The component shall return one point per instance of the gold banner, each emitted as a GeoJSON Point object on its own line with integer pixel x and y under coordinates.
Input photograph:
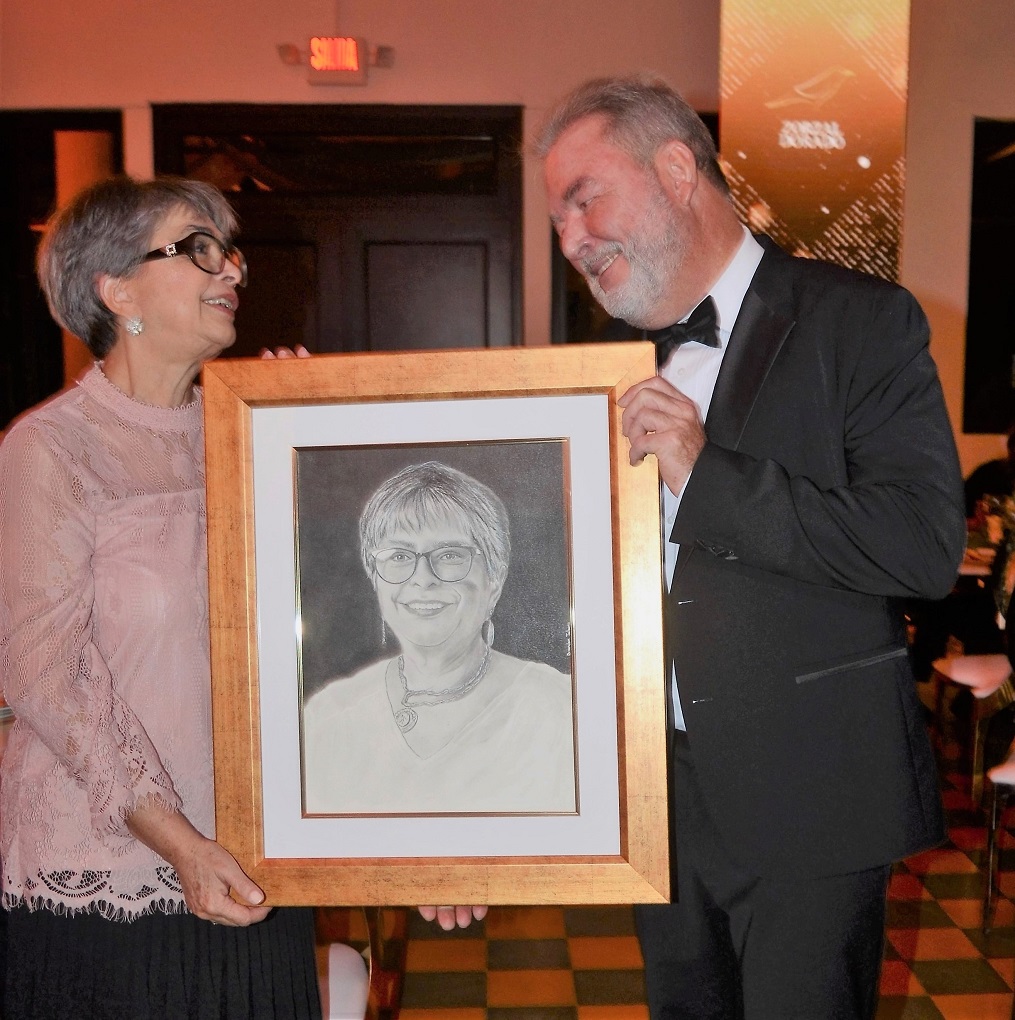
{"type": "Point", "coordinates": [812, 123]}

□ □ □ □ □ □ □

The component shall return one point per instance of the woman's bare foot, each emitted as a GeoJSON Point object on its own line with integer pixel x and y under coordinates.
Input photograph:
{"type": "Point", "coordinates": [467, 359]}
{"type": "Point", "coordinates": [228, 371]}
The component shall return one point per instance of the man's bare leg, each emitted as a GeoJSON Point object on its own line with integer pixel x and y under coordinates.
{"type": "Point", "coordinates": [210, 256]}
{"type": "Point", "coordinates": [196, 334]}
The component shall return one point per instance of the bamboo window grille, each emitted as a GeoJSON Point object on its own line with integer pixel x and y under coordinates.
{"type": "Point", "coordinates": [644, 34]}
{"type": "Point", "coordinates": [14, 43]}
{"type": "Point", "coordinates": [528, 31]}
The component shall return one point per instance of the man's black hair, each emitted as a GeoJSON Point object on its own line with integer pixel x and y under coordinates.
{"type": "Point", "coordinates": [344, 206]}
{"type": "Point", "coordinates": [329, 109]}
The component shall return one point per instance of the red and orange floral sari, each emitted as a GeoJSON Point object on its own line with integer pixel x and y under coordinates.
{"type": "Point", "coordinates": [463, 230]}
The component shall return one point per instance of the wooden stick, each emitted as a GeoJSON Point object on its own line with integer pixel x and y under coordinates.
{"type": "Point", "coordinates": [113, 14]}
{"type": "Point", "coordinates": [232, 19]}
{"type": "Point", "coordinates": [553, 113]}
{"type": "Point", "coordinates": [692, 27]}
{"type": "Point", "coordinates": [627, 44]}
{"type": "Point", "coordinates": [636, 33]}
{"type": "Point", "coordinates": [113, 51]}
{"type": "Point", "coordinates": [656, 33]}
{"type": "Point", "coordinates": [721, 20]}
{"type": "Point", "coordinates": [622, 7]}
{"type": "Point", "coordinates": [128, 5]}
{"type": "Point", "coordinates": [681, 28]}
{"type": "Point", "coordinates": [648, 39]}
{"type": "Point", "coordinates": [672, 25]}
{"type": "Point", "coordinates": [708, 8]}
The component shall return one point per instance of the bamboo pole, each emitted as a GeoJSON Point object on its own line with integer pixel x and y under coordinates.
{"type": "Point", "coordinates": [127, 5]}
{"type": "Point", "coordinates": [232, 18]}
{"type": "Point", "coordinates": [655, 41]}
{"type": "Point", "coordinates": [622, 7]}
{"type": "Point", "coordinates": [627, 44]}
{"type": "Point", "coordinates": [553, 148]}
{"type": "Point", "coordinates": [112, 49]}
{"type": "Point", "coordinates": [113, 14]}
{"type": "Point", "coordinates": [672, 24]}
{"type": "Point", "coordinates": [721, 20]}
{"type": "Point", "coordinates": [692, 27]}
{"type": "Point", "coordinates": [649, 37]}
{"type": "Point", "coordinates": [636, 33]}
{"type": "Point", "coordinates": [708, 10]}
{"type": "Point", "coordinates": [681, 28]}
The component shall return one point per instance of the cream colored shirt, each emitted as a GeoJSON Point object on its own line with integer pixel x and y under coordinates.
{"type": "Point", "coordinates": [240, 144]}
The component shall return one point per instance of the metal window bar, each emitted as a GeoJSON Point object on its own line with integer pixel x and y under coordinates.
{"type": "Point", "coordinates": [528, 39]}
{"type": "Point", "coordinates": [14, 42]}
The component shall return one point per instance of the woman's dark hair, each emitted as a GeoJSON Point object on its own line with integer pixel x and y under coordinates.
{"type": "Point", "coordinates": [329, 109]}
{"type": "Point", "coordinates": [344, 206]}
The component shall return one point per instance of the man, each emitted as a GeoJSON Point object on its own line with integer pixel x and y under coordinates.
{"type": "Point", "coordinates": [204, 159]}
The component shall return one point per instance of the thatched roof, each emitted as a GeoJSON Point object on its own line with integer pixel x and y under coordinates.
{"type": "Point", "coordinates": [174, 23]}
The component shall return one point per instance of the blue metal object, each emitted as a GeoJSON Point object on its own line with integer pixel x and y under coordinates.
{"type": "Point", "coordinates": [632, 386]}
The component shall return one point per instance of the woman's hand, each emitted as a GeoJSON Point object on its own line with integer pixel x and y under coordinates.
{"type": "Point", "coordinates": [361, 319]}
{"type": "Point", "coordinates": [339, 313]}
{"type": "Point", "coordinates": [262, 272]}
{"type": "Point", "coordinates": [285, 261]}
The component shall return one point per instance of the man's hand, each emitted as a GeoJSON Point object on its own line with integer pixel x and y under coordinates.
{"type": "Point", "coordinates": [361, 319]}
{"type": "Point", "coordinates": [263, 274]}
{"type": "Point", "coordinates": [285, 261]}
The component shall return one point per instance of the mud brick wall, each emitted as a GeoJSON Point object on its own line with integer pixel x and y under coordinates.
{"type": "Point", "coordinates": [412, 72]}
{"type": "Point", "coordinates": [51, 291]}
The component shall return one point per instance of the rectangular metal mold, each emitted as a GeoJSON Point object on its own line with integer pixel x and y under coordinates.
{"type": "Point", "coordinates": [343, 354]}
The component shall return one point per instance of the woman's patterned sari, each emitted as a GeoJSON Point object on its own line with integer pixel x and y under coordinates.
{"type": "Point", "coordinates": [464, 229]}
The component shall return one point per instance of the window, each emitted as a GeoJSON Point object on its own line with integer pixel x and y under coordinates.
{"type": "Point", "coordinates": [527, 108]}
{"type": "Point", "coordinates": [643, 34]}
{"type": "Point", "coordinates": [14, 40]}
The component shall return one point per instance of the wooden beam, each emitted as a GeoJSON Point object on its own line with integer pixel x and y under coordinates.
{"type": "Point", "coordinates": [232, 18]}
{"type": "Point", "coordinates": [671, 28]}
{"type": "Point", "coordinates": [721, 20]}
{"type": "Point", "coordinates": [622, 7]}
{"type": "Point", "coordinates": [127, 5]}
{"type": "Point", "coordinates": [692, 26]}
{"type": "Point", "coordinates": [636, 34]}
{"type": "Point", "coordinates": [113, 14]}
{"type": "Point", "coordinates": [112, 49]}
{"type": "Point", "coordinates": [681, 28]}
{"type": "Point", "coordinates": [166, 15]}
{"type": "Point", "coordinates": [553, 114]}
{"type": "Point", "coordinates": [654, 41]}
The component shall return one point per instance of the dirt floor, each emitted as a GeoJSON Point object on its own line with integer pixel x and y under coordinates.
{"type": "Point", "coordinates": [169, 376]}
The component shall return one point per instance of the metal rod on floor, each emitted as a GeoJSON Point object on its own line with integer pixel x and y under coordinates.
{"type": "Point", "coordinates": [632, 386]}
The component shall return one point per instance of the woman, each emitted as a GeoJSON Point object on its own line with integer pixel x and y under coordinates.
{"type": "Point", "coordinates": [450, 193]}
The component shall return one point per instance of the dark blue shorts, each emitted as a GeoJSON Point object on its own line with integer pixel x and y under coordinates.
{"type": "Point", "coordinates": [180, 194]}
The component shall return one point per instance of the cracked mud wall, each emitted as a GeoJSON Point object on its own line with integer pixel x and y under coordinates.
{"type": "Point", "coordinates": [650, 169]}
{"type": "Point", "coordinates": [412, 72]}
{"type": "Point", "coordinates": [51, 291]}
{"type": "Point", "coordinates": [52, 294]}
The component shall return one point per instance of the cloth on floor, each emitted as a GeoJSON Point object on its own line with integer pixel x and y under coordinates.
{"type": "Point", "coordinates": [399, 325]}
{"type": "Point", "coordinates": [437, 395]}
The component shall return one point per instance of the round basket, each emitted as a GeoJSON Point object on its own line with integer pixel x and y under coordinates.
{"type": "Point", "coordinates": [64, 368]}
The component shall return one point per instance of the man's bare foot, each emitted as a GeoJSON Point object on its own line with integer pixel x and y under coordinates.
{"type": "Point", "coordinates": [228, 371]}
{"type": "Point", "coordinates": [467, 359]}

□ □ □ □ □ □ □

To be done
Pick out each row above that contains the word "bare" and copy those rows in full. Case counts.

Output for this task
The component shall return one point per instance of the woman's bare foot, each emitted as a GeoJSON Point object on its own line with integer pixel x and y under coordinates.
The component shall return one point per instance of the man's bare leg, each emitted as a GeoJSON Point object on its own line with integer pixel x and y under coordinates.
The component shall return one point per instance of the man's bare foot, each emitted as a GeoJSON Point object on its own line with integer pixel x and y under coordinates.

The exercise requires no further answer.